> **DOCUMENT EXTRACT**:

--- START ---

19. I accept that the sponsor prefers her care to be given by her grandson rather than a stranger but this is not the test. I must be satisfied that the sponsor would be unable to reside in the United Kingdom if her grandson were to be removed. I find that it would cause her enormous hardship if her grandson were to be removed, such that the family may have to consider whether she could remain in the United Kingdom. I find that the sponsor's need for [the claimant] goes beyond preference and convenience.

20. I accept that there are no other family members in the United Kingdom who could provide care, since the sponsor's brother is himself elderly and in need of care.

21. I therefore conclude that [the claimant] has shown that he has a derived right of residence under the Regulations."
(my emphasis)
16. Although Judge Davidson referred to an independent social worker's report at para 10 of her decision, she did not mention it, in terms, in her assessment of the case, at paras 14-21 of her decision.
17. The report in question was a report from Mr Maswood Ahmed, an independent social worker, dated 25 January 2019 (pages 44-65 of the claimant's bundle). At page 52, the social worker said that the sponsor would be eligible for support following an assessment under the Care Act 2014, the criteria for which he set out at page 53. At page 54, he said that it was unlikely that the sponsor would be considered suitable to remain in the community if she were to live on her own or without the support of the claimant and that it was likely that a high costs package of support with extremely complicated routines would be required to manage her needs around the clock in a residential home for the elderly. At page 55, he said that the complicating factors in her case were that she does not speak English at all, that she has limited knowledge of the wider society and how it functions and that she is likely to find it difficult to settled into a residential home. There was a severe shortage of residential homes that have facilities that can meet all of the sponsor's cultural and religious needs as well as provide "around the consistent staffing with her linguistic background".

--- END ---

> **RECORDS SUPPLIED**:
--- START ---

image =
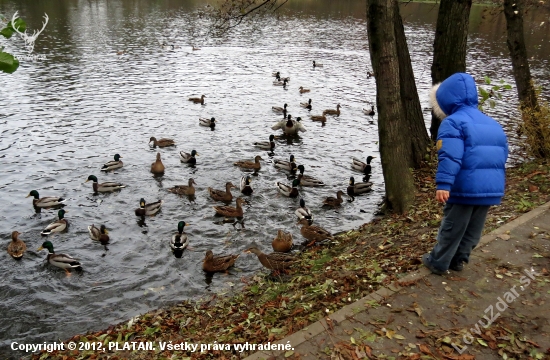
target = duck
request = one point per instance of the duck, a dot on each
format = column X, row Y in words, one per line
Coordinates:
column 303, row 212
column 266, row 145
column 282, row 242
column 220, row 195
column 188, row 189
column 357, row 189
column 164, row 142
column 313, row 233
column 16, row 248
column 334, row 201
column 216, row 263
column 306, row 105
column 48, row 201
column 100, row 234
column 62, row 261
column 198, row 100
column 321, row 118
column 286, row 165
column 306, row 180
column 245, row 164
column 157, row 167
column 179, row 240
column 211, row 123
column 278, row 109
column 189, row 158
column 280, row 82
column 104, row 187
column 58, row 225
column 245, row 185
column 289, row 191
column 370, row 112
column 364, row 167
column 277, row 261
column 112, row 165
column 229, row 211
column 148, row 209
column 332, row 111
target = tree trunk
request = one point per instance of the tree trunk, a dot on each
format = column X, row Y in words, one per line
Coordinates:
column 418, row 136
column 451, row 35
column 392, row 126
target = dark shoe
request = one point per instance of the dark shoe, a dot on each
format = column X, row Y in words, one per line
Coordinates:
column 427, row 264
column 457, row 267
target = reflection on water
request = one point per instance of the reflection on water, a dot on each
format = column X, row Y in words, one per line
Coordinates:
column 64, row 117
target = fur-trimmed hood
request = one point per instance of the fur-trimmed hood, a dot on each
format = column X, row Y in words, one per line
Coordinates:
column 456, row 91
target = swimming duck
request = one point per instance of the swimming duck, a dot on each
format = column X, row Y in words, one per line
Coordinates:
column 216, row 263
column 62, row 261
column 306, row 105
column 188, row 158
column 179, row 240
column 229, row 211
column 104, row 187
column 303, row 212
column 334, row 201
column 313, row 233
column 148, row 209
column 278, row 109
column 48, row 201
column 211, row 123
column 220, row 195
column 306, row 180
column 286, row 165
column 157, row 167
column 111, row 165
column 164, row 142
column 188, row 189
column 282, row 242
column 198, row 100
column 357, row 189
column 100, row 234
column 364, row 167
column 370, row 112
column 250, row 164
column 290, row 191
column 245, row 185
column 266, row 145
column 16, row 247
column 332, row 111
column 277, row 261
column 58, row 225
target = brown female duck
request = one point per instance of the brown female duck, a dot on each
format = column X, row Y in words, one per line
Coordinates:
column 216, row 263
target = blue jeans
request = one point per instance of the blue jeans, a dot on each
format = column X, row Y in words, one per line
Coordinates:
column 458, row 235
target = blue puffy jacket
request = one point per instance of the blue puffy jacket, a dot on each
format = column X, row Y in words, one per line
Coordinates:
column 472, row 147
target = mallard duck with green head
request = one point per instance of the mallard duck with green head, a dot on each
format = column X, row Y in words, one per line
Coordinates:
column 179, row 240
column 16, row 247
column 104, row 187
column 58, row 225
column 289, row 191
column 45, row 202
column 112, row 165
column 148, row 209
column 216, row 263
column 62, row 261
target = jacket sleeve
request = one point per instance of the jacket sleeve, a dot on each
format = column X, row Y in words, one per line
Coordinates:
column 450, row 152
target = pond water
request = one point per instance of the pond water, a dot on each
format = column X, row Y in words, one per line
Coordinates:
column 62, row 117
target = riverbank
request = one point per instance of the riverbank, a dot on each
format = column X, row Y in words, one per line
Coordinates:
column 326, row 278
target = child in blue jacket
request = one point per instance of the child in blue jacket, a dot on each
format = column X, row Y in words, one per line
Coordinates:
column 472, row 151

--- END ---

> **REQUIREMENT A**: In the decision extract, replace "grandson" with "grandchild" and reproduce the passage between "19. I accept" and "preference and convenience.", inclusive.
> **REQUIREMENT B**: For each statement about the decision extract, answer yes or no and quote the words that decide it. (i) The independent social worker's report was dated 25 January 2019. (ii) The sponsor's brother was found able to provide her care. (iii) Judge Davidson mentioned the social worker's report, in terms, in her assessment of the case.

> **RESPONSE A**:
19. I accept that the sponsor prefers her care to be given by her grandchild rather than a stranger but this is not the test. I must be satisfied that the sponsor would be unable to reside in the United Kingdom if her grandchild were to be removed. I find that it would cause her enormous hardship if her grandchild were to be removed, such that the family may have to consider whether she could remain in the United Kingdom. I find that the sponsor's need for [the claimant] goes beyond preference and convenience.

> **RESPONSE B**:
(i) Yes: "dated 25 January 2019"
(ii) No: "the sponsor's brother is himself elderly and in need of care"
(iii) No: "she did not mention it, in terms, in her assessment of the case"